(Excerpts from a dataset on pointing at objects)

=======

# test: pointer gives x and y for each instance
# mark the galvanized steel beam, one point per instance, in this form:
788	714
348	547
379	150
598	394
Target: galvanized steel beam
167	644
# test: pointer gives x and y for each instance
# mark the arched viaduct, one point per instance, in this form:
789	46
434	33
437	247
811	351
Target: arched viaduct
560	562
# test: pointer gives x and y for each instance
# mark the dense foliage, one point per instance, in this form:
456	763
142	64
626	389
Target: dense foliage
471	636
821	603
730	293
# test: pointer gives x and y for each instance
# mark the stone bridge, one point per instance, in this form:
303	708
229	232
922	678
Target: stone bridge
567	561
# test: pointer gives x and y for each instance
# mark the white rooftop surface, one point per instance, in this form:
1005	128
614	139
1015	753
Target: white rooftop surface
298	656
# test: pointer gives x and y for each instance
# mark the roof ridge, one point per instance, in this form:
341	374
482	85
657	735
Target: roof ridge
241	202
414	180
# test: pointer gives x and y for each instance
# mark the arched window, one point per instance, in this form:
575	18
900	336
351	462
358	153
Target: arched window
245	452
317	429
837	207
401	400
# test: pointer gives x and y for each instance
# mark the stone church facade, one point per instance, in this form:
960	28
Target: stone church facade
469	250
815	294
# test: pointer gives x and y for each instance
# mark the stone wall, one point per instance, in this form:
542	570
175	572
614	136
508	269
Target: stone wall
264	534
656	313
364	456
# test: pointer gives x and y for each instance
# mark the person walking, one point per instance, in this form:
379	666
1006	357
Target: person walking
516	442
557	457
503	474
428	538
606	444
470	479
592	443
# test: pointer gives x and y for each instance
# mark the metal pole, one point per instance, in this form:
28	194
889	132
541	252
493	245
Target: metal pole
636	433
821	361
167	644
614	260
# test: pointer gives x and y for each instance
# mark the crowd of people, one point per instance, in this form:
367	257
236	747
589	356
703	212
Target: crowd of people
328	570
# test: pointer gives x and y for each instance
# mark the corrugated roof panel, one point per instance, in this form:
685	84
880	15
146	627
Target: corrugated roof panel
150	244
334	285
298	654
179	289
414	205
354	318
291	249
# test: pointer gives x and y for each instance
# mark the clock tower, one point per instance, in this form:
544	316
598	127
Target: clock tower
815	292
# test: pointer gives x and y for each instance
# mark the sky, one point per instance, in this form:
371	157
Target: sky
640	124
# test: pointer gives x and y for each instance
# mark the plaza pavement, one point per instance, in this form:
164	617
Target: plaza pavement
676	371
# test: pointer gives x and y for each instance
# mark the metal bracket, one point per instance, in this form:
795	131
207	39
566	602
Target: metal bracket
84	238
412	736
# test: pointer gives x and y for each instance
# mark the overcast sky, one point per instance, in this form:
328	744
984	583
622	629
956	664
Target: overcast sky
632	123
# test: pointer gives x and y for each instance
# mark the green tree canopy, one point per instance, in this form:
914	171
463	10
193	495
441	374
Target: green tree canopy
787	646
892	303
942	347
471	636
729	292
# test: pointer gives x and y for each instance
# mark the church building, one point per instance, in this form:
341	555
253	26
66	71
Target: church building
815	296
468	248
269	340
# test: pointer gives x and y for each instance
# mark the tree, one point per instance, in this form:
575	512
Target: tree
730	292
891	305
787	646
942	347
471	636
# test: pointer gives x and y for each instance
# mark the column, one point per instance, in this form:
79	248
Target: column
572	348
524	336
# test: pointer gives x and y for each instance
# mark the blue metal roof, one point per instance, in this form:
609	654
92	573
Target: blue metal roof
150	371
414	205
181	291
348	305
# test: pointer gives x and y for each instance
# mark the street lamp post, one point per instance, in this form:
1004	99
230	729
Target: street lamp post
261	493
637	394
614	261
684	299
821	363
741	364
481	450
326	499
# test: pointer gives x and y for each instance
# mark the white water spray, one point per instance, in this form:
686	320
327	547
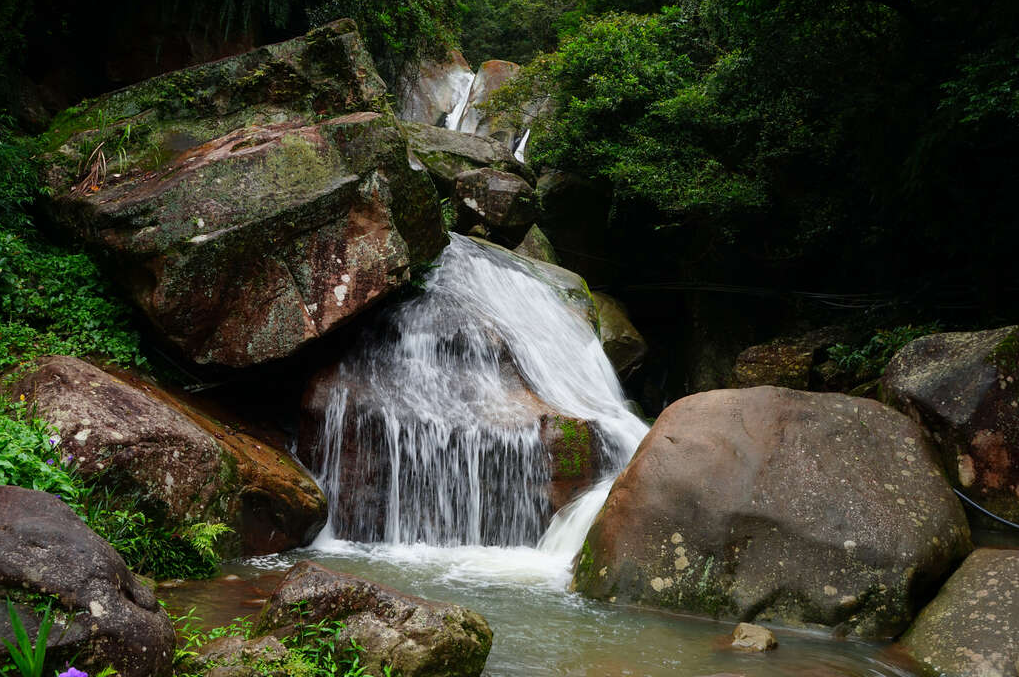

=======

* [Problem description]
Tally the lines of the data above that contain the string "street". Give only the number.

* [Written response]
2